[A block of data]

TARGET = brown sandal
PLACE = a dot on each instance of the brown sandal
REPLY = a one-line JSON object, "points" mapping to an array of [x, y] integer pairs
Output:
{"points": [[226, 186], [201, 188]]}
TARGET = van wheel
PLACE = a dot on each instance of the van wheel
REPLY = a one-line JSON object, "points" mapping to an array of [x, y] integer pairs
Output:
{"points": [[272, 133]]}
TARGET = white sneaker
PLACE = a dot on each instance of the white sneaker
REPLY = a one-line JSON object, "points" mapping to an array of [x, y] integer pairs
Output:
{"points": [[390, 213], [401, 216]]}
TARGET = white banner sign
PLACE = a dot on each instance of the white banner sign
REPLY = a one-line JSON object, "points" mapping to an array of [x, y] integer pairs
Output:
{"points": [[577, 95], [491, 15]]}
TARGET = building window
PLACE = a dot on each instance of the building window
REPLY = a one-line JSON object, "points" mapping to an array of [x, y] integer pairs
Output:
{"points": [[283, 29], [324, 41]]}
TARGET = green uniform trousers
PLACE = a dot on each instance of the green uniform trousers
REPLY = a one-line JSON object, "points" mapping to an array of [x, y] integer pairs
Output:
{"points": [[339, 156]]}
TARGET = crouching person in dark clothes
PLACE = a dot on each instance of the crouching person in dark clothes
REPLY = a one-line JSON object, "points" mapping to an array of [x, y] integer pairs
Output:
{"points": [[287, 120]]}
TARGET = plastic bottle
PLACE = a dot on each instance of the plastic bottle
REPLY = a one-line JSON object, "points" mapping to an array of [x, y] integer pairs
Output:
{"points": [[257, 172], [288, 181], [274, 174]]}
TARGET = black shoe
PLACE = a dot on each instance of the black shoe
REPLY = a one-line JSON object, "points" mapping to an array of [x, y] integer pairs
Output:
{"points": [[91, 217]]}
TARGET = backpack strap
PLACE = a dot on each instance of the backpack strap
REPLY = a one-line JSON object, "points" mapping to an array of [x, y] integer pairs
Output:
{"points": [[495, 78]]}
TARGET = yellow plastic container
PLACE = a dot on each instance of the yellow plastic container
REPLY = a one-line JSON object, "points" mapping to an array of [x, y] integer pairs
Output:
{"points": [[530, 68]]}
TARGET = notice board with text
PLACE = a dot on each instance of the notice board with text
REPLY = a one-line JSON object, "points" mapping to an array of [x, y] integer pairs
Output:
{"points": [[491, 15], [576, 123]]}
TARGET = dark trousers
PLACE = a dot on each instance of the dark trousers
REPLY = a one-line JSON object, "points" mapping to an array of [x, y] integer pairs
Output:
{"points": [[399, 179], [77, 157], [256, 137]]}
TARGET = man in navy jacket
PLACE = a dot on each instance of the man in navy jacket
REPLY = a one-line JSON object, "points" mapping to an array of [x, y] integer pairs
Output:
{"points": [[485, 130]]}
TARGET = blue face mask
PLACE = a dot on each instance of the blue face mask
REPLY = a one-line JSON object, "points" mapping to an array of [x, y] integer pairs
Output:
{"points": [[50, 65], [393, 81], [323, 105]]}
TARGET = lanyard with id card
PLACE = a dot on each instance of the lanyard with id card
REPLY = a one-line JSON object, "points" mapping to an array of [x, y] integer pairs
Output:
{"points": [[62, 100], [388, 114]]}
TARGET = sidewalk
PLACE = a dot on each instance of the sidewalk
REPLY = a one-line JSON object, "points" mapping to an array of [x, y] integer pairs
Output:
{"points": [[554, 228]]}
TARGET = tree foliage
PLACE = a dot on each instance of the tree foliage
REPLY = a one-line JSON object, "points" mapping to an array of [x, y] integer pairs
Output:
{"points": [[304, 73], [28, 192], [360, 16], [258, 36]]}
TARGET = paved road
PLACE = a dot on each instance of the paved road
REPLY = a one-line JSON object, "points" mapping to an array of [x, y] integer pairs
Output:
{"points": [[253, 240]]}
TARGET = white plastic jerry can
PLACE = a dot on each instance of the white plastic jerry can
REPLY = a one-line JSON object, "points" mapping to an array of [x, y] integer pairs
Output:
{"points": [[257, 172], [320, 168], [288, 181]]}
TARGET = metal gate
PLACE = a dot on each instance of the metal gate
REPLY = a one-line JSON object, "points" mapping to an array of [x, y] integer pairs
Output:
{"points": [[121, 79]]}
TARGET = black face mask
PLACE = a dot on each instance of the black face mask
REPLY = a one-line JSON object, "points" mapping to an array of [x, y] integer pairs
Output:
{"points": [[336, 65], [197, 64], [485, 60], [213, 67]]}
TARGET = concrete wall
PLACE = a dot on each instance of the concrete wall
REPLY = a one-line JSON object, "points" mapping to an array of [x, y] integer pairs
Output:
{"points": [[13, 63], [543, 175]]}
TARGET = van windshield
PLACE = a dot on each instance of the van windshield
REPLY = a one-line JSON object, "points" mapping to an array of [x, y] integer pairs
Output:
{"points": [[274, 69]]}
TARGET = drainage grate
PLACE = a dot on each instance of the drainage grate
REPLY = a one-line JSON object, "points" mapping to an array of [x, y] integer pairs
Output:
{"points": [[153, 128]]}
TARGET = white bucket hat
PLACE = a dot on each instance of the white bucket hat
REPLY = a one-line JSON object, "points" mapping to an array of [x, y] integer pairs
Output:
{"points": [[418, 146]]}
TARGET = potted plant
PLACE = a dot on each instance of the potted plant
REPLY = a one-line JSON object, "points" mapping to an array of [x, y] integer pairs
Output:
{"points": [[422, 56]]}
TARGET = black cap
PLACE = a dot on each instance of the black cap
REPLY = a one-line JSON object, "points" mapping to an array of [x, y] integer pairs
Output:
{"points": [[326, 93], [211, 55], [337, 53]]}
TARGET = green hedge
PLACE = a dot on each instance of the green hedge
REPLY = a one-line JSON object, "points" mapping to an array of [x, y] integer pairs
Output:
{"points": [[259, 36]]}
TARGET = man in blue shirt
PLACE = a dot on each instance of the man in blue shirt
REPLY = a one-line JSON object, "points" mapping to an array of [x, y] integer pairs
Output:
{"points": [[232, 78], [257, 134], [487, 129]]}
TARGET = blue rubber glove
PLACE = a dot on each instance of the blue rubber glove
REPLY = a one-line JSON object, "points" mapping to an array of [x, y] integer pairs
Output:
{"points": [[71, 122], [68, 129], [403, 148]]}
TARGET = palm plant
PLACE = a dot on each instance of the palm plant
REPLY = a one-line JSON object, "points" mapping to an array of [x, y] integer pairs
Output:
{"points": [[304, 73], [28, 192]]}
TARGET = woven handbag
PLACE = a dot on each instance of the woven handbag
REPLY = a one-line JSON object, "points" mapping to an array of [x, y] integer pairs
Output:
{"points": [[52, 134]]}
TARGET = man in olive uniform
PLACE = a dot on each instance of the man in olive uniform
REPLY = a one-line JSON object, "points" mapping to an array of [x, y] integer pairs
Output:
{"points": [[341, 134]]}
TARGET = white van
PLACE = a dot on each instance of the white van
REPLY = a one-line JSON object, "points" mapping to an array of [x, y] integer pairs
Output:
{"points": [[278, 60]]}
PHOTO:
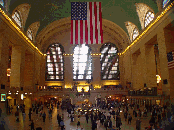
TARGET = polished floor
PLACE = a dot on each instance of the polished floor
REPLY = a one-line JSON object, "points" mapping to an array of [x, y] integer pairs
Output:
{"points": [[51, 124]]}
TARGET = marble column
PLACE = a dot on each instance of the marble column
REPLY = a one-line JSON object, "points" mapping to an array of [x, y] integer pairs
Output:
{"points": [[143, 65], [17, 66], [96, 70], [163, 61], [151, 66]]}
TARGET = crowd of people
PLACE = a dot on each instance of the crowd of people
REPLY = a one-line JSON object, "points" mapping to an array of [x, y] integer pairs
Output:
{"points": [[110, 116]]}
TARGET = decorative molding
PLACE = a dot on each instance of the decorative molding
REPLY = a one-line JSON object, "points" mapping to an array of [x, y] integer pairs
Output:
{"points": [[142, 10], [130, 28], [23, 10], [34, 28]]}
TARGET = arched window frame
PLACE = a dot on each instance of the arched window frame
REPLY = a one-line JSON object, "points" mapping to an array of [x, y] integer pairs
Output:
{"points": [[148, 19], [30, 34], [17, 17], [109, 62], [135, 33], [85, 74], [56, 71], [165, 2], [2, 3]]}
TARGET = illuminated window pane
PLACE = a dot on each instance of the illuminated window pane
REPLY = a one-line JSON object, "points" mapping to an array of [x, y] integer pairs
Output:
{"points": [[148, 18], [2, 2], [17, 18], [135, 33], [82, 63], [109, 61], [30, 34], [165, 2], [54, 63]]}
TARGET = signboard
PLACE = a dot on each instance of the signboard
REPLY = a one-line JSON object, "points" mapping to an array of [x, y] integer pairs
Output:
{"points": [[3, 97]]}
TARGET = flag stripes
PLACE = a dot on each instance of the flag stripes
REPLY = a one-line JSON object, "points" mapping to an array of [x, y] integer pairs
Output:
{"points": [[86, 23]]}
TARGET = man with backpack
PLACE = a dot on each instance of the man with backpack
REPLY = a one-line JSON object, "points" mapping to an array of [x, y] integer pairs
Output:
{"points": [[129, 119]]}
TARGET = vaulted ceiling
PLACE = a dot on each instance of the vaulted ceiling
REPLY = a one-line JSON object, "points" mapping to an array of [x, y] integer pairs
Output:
{"points": [[47, 11]]}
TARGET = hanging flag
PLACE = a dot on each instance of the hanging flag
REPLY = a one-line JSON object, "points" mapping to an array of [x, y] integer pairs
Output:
{"points": [[170, 57], [86, 23]]}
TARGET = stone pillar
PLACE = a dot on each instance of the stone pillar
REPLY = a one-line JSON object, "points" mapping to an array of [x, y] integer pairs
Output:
{"points": [[17, 66], [163, 61], [42, 70], [29, 72], [151, 66], [96, 70], [68, 72], [4, 56], [159, 85], [143, 65]]}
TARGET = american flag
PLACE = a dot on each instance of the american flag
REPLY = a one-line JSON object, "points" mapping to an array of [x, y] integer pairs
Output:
{"points": [[170, 57], [86, 23]]}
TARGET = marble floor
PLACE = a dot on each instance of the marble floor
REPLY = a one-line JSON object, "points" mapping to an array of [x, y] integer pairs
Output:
{"points": [[51, 124]]}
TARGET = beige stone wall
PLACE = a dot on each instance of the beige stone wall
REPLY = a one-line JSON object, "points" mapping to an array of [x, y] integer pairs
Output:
{"points": [[143, 65]]}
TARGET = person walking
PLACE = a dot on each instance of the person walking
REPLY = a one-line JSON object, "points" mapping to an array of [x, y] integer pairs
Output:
{"points": [[138, 124], [44, 116], [59, 120], [17, 116], [87, 117], [98, 123], [125, 115], [118, 122], [32, 125], [91, 117], [106, 124], [62, 125], [129, 119], [94, 125], [110, 124], [23, 115], [29, 114]]}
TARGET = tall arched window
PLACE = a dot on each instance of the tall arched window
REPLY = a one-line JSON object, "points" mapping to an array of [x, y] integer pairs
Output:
{"points": [[82, 62], [54, 63], [2, 3], [17, 18], [135, 33], [148, 18], [109, 62], [165, 2], [30, 34]]}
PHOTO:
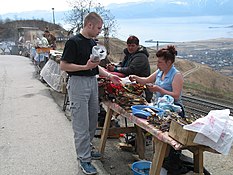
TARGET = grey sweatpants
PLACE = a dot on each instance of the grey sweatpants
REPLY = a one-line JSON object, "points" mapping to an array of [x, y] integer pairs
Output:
{"points": [[84, 105]]}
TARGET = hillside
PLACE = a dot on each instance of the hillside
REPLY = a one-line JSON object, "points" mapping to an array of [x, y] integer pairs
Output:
{"points": [[200, 80]]}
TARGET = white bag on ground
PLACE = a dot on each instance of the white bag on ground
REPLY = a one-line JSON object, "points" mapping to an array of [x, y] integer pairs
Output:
{"points": [[214, 130]]}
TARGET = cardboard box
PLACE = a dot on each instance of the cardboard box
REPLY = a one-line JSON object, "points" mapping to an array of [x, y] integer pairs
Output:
{"points": [[181, 135]]}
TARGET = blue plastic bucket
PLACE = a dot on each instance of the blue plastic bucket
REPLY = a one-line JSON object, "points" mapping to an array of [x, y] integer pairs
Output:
{"points": [[141, 167]]}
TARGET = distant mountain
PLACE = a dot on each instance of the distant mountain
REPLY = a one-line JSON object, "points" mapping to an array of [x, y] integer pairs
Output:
{"points": [[144, 9]]}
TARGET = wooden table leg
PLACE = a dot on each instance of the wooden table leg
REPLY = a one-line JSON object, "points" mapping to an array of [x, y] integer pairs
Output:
{"points": [[198, 160], [104, 134], [140, 142], [157, 162]]}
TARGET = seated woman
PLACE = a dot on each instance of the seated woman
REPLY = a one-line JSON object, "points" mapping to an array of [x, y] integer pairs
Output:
{"points": [[166, 80]]}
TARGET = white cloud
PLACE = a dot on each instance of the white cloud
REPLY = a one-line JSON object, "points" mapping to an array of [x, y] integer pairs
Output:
{"points": [[179, 2]]}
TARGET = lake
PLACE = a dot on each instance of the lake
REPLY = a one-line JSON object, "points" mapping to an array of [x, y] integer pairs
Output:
{"points": [[176, 29]]}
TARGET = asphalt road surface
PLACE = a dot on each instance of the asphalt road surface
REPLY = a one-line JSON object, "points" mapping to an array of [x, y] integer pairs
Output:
{"points": [[35, 136]]}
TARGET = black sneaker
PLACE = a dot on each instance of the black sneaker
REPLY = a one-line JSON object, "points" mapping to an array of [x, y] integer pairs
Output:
{"points": [[88, 168], [96, 155]]}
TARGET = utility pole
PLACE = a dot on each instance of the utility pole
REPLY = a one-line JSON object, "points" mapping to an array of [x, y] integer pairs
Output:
{"points": [[106, 39], [53, 16]]}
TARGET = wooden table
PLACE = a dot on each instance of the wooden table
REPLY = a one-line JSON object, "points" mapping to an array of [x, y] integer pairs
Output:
{"points": [[162, 141]]}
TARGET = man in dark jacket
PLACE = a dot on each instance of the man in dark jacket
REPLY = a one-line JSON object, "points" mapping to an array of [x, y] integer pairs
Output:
{"points": [[135, 62]]}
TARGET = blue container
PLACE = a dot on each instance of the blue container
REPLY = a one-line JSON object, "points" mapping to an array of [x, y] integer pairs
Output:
{"points": [[141, 167], [138, 111]]}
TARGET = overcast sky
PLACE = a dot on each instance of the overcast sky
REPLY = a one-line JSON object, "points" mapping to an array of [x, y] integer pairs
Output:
{"points": [[14, 6]]}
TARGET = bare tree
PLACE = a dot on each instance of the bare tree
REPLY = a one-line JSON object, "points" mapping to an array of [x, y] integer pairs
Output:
{"points": [[80, 8]]}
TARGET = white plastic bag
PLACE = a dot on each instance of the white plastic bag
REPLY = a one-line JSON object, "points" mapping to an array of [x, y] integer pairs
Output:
{"points": [[214, 130]]}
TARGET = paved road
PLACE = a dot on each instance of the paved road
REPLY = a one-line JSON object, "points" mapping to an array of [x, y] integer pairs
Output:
{"points": [[35, 136]]}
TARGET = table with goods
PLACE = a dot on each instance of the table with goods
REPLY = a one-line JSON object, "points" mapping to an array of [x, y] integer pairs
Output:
{"points": [[166, 127]]}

### WHAT YOU SHOULD DO
Starting at the line that contains "TARGET = white plastic bag", write out every line to the end of the entries, exactly as given.

### SOLUTION FOR THIS TASK
TARGET = white plastic bag
PLACE = a dot on each instance of the white plastic bag
REPLY = a one-line JSON object, "points" mapping to an array of [x, y] integer pairs
Output:
{"points": [[214, 130]]}
TARGET = paved road
PLACE = a dot on each instance of the paved road
REPLY = a one-line JSON object, "points" mapping to an array of [x, y] integer pairs
Output:
{"points": [[35, 136]]}
TARGET = table with goods
PLACE = a dot on each instance of the table with goods
REPLY = a one-line JSON object, "points" mapping to an array of [x, y] integer pairs
Output:
{"points": [[166, 127]]}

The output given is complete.